■ **TASK INSTRUCTIONS**
Begin with the line that contains "outline sauteed vegetable mixture" and transcribe each line after it, up to and including the last line of the listing below.

■ **TASK INPUT**
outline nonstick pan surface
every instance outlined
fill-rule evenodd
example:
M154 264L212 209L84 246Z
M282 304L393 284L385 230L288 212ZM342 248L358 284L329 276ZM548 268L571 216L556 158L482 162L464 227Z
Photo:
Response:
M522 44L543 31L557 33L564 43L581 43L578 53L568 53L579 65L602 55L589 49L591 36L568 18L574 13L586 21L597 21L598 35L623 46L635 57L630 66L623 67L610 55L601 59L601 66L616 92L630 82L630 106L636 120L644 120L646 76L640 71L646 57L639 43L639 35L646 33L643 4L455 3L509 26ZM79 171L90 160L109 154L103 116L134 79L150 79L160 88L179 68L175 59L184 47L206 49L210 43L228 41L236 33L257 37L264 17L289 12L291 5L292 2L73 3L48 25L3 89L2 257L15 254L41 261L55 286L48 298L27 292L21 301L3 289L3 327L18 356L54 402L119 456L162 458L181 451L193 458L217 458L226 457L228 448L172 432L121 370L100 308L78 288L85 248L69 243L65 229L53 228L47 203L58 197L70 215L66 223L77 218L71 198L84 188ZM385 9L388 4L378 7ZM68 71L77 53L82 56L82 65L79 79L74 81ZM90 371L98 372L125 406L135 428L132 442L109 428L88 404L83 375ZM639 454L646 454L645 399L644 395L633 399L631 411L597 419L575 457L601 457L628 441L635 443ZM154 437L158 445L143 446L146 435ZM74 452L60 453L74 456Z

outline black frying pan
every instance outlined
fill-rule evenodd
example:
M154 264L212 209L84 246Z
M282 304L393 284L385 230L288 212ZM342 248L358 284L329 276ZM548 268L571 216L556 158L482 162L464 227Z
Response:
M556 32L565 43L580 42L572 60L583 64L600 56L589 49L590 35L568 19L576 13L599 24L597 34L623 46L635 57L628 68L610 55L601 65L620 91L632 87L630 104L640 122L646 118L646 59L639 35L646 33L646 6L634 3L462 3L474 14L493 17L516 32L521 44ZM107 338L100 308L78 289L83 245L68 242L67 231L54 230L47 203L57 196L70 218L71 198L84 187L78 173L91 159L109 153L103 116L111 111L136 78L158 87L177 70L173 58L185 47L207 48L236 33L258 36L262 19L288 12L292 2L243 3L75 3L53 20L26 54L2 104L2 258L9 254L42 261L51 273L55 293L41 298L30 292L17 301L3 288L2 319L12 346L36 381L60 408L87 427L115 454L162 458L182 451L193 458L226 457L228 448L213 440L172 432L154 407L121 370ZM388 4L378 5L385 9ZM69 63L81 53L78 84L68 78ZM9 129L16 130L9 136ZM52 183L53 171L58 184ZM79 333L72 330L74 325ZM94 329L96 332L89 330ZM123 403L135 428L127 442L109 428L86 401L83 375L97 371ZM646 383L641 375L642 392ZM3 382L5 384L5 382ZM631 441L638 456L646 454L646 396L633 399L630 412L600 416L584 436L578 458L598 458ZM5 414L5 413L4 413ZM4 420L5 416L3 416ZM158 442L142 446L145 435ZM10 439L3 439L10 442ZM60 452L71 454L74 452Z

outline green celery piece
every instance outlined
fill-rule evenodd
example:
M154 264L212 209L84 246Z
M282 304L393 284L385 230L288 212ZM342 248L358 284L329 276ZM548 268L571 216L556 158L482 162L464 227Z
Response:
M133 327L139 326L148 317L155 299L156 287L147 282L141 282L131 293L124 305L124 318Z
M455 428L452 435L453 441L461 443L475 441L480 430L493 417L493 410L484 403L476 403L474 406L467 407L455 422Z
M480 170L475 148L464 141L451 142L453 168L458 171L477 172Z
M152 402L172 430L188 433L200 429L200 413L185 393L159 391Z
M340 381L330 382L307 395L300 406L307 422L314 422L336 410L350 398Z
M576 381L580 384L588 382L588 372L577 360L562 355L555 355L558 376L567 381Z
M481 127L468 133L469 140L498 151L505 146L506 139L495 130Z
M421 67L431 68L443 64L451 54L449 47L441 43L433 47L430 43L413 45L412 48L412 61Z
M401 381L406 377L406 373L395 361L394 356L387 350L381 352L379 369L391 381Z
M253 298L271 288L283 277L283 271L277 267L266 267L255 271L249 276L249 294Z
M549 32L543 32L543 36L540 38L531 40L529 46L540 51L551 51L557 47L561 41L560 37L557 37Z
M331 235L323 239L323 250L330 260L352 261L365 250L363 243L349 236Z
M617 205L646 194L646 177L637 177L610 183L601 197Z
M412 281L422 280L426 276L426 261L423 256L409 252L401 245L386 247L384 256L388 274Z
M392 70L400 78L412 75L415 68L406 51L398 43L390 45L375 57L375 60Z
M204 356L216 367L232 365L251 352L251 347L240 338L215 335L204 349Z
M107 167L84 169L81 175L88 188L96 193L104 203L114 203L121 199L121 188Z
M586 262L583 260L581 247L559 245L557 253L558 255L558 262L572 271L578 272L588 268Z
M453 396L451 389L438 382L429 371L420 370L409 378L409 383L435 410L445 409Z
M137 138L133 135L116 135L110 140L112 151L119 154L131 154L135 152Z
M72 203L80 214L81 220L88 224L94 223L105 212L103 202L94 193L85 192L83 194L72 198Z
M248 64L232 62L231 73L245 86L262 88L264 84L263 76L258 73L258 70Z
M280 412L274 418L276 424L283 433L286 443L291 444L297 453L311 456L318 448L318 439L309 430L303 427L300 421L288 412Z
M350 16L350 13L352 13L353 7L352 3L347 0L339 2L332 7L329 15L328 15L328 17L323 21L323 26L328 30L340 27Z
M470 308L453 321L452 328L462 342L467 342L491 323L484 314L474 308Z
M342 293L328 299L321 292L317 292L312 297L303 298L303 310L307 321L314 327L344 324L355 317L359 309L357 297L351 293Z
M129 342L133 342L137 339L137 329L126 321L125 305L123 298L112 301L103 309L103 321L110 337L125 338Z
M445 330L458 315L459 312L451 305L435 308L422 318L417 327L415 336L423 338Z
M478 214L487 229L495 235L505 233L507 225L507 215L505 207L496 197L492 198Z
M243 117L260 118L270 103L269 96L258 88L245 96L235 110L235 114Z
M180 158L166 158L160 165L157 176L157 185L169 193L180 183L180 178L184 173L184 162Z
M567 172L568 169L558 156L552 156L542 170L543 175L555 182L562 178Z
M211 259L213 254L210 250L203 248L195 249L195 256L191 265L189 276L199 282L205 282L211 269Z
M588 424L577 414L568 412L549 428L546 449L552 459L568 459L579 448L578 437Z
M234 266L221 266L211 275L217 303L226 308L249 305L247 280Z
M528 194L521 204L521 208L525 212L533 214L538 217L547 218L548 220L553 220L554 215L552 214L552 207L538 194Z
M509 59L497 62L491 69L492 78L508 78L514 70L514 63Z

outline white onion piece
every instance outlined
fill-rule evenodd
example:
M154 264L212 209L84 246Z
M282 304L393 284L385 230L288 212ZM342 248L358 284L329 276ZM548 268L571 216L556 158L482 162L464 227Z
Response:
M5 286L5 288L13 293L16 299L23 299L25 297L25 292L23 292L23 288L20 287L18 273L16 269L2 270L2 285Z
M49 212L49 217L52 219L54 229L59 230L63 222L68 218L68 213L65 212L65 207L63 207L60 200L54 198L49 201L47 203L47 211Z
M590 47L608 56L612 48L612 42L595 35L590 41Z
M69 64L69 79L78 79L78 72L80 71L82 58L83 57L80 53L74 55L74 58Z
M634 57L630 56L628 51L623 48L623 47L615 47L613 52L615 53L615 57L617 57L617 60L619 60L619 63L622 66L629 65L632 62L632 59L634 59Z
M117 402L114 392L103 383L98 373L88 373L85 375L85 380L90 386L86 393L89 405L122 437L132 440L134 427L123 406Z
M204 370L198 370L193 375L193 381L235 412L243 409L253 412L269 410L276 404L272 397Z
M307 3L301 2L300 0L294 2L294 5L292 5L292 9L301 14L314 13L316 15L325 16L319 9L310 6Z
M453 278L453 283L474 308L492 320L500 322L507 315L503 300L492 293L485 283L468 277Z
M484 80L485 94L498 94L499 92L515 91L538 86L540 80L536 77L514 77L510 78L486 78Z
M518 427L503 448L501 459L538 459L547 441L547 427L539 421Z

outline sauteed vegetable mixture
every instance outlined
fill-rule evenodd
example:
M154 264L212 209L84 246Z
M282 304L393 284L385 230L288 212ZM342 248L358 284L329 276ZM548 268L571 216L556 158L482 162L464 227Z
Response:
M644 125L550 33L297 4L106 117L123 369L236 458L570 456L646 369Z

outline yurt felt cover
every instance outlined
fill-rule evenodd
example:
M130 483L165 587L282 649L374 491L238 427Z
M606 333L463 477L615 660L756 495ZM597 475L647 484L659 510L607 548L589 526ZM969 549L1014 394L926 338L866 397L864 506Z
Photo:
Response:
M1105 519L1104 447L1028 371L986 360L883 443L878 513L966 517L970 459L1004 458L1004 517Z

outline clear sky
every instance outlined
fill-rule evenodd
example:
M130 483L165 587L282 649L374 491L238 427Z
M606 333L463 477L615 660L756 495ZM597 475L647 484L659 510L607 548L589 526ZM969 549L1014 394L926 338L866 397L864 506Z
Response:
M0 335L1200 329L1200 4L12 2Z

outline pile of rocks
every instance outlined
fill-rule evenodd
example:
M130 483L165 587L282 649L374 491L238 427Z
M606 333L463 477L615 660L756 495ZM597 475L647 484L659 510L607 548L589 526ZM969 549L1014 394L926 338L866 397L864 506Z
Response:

■ **THE OUTPUT**
outline sauteed vegetable mixture
every instance outlined
fill-rule evenodd
example:
M154 264L212 209L84 246Z
M282 304L393 284L385 230L288 212ZM342 248L358 284L329 276ZM548 268L571 216L556 158L482 162L464 227Z
Response:
M644 125L550 33L297 4L106 117L123 369L236 458L570 456L646 369Z

outline yurt felt cover
every instance outlined
fill-rule evenodd
example:
M130 483L165 587L282 649L374 491L238 427Z
M606 333L463 477L615 660L756 495ZM597 475L647 484L659 510L607 548L589 526ZM969 549L1014 394L926 338L866 397L864 506Z
Photo:
Response:
M1105 519L1104 447L1028 371L986 360L883 443L878 513L966 517L970 459L1004 458L1004 517Z

outline clear sky
every instance outlined
fill-rule evenodd
example:
M130 483L165 587L282 649L374 491L238 427Z
M606 333L463 477L615 660L756 495ZM597 475L647 484L659 510L607 548L589 526ZM969 549L1014 394L926 338L866 397L864 506Z
Response:
M0 335L1200 329L1200 4L12 2Z

outline pile of rocks
every instance outlined
fill-rule evenodd
example:
M130 483L165 587L282 649L374 491L238 427Z
M606 333L463 477L615 660L756 495ZM597 475L647 484L659 510L607 548L589 526ZM969 549L1014 394L926 338L866 397L864 506Z
Response:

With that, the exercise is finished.